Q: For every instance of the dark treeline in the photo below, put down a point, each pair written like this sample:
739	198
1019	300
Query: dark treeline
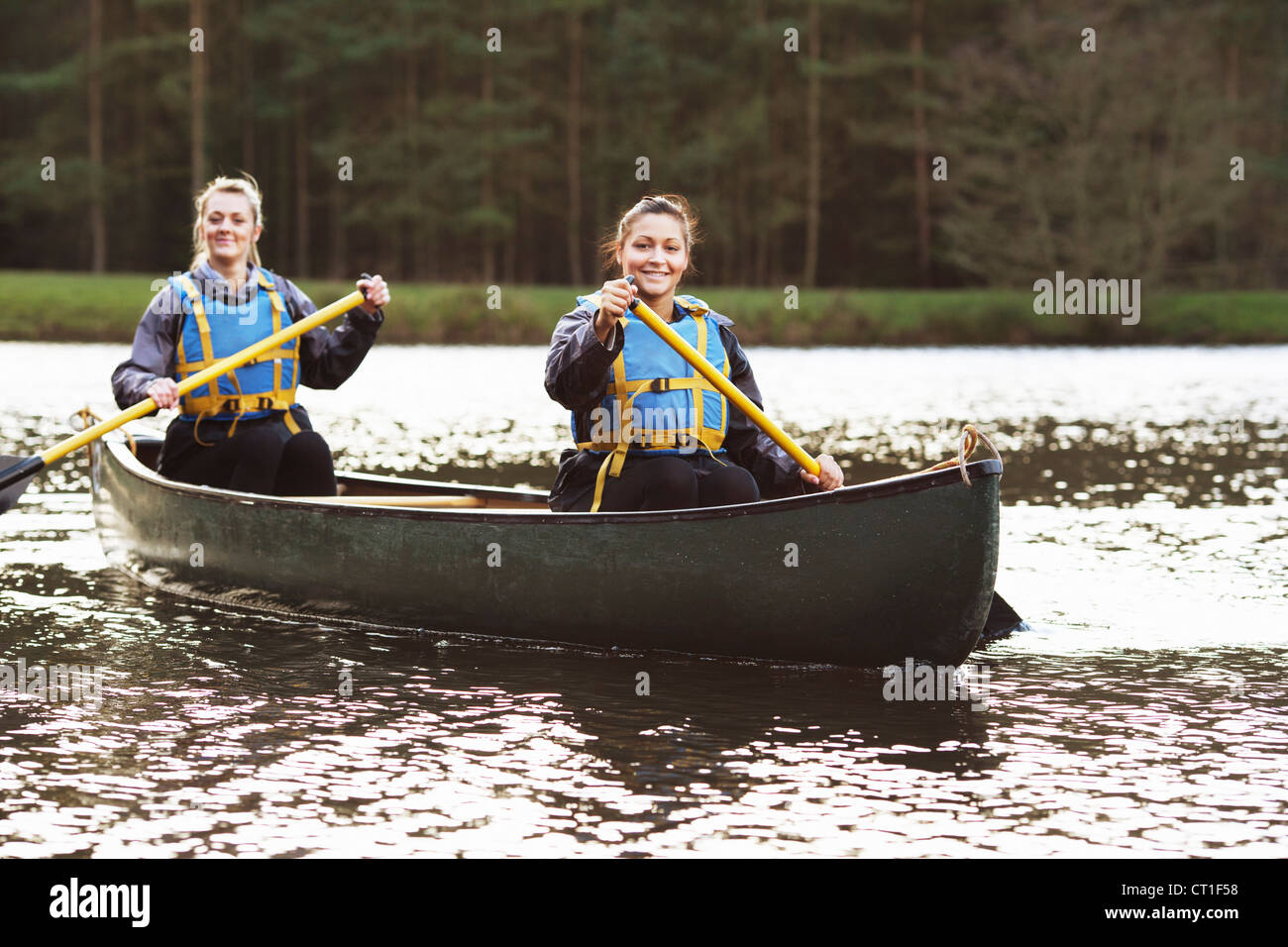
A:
805	133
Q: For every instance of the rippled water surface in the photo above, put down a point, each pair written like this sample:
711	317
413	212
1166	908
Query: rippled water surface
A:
1145	538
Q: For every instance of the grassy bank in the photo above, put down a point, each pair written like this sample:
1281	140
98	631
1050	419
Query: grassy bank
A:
78	307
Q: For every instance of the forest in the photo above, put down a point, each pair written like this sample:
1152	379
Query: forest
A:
825	144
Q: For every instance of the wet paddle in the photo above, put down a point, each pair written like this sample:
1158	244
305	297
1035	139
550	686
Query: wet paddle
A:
1001	617
716	377
17	474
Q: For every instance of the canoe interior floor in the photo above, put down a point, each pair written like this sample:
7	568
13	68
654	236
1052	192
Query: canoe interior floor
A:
149	451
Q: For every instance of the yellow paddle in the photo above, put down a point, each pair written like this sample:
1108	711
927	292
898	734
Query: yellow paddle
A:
14	479
1003	620
716	377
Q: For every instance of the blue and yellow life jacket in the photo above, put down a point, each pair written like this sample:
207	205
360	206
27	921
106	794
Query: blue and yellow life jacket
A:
657	402
213	330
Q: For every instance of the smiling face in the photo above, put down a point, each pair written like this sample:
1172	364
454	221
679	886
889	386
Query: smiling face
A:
656	254
230	228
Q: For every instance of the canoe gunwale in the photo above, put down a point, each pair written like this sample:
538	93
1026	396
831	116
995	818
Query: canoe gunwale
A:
894	486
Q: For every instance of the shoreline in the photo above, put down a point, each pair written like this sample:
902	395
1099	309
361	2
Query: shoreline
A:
43	305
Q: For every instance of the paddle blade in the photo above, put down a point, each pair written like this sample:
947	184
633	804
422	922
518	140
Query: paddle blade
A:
1001	621
16	474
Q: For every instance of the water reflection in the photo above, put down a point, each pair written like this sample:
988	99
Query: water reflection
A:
1144	714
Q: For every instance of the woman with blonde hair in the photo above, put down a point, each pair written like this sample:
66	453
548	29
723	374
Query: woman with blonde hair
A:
244	432
652	433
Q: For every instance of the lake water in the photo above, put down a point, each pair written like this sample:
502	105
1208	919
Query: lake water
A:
1144	536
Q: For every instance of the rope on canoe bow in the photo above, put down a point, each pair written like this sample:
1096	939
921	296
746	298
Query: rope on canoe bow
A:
970	438
88	418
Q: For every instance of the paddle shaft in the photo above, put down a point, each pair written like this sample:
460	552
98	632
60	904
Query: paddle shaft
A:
33	466
725	386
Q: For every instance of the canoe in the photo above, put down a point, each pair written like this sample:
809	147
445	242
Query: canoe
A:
867	575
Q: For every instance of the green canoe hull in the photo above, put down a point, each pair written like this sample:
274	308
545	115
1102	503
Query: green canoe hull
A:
867	575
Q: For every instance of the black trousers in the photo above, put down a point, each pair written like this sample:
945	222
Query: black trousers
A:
670	482
262	457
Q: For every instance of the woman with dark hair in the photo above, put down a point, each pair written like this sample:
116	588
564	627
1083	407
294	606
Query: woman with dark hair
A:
244	432
652	433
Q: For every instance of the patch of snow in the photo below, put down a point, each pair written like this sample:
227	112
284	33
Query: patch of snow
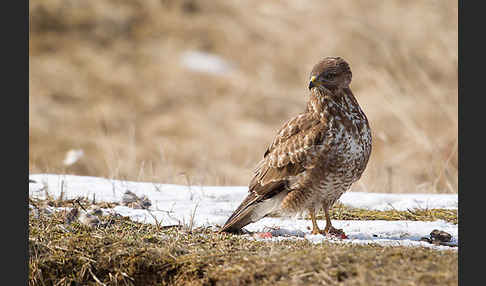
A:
205	62
72	156
212	205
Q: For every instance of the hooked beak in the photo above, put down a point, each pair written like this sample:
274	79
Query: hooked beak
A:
312	82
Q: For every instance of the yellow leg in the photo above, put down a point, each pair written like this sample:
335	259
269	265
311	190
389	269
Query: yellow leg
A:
329	229
315	227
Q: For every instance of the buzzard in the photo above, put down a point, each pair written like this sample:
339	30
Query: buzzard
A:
314	158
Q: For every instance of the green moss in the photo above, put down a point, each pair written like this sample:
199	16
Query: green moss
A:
342	212
129	253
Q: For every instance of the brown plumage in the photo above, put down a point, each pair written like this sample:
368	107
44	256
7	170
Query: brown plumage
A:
315	157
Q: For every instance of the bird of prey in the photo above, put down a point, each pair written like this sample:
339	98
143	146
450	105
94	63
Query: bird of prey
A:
315	156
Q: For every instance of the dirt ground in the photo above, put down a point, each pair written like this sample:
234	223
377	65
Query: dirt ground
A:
107	77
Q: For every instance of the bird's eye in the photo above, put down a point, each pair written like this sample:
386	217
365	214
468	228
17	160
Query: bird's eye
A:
329	76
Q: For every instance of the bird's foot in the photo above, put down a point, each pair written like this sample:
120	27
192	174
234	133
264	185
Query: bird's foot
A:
332	232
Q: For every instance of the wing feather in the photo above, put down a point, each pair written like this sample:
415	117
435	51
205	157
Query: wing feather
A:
284	159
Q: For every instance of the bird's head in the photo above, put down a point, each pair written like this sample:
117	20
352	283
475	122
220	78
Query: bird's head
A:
330	72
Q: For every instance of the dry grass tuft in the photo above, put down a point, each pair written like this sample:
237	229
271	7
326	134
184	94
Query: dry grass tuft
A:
106	77
123	252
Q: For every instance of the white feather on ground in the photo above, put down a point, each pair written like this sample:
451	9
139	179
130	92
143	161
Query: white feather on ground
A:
212	205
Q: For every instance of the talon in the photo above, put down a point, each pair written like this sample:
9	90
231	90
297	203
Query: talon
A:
334	232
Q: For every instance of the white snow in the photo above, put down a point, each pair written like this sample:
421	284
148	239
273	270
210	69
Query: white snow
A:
205	62
72	156
212	205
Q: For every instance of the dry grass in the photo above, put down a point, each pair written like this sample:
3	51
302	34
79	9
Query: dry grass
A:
123	252
105	77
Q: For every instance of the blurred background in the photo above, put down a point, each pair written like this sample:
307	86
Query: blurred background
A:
192	92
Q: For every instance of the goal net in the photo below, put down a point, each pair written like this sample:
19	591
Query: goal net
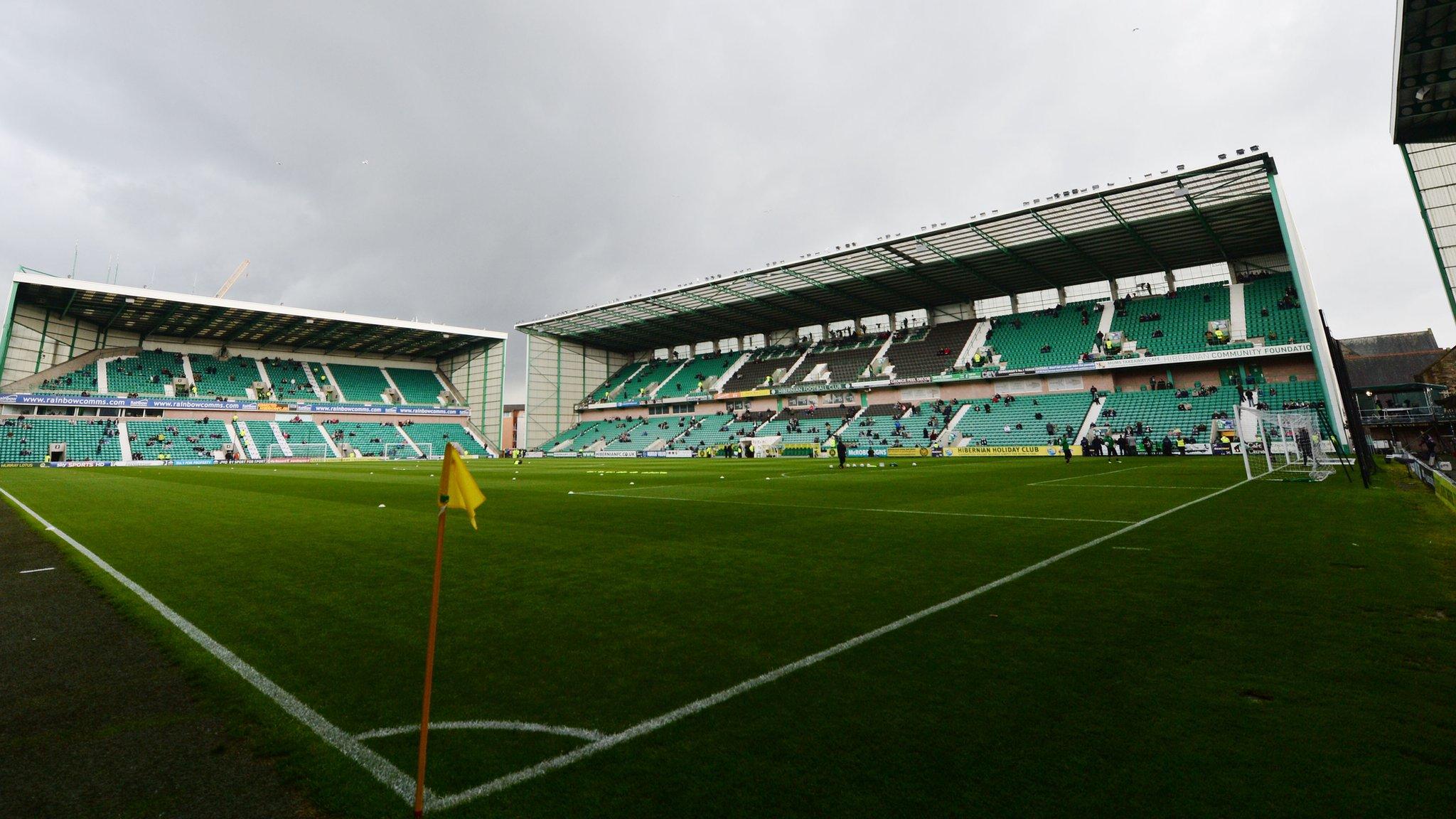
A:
405	452
299	451
1283	441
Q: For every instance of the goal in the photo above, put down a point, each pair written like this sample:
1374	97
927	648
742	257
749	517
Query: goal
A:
1283	441
299	451
405	452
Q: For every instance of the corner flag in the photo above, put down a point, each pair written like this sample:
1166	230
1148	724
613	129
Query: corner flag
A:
458	487
458	490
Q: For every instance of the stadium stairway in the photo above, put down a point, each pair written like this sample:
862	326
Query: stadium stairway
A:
86	363
124	441
392	388
788	373
1104	323
26	439
314	384
1094	413
250	446
1238	323
975	343
668	381
948	436
722	381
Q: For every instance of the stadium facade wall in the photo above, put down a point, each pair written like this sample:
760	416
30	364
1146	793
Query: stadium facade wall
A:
558	375
479	376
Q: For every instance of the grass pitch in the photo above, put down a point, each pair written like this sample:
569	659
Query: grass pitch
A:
1273	649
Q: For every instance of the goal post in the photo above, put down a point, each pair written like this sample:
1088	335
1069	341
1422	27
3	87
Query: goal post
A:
1282	441
401	451
318	451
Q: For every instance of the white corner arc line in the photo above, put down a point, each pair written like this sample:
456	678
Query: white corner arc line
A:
648	726
380	769
483	724
1093	476
858	508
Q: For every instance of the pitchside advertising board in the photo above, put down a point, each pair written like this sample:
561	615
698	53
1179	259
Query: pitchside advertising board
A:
978	451
31	400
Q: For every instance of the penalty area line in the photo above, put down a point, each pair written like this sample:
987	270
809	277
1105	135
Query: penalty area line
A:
858	509
380	769
648	726
1093	476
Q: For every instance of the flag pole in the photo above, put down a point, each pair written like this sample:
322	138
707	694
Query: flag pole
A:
430	665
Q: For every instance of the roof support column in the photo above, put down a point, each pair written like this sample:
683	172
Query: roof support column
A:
946	314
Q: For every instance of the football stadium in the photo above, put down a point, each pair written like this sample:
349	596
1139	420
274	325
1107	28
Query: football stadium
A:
1071	509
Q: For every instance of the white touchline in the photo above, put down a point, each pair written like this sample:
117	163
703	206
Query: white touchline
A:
1126	487
860	509
483	724
648	726
1093	476
383	770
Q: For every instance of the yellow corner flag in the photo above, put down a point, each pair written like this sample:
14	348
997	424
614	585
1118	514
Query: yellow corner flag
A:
458	487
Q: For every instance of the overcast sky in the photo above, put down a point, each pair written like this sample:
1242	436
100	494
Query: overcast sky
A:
528	158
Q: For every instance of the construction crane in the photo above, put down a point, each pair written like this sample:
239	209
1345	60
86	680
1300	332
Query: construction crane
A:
232	280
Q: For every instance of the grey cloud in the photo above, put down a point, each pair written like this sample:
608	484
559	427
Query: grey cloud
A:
539	156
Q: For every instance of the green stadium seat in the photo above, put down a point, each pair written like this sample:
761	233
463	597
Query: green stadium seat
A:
987	420
176	439
369	437
439	434
1183	319
144	373
77	381
360	384
1062	331
222	378
1265	318
290	381
418	387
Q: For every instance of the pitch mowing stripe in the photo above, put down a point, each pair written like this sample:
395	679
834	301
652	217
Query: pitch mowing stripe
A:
648	726
382	770
857	508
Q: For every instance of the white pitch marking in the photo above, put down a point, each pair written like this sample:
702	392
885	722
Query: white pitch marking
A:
1130	487
382	770
486	724
860	509
648	726
1094	476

-------

WHAT TO DO: Show me every line in the data above that includes "post".

EXERCISE RESULT:
Q: For every instance of the goal post in the photo above, put down a point, each pair written like this sample:
Query: goal post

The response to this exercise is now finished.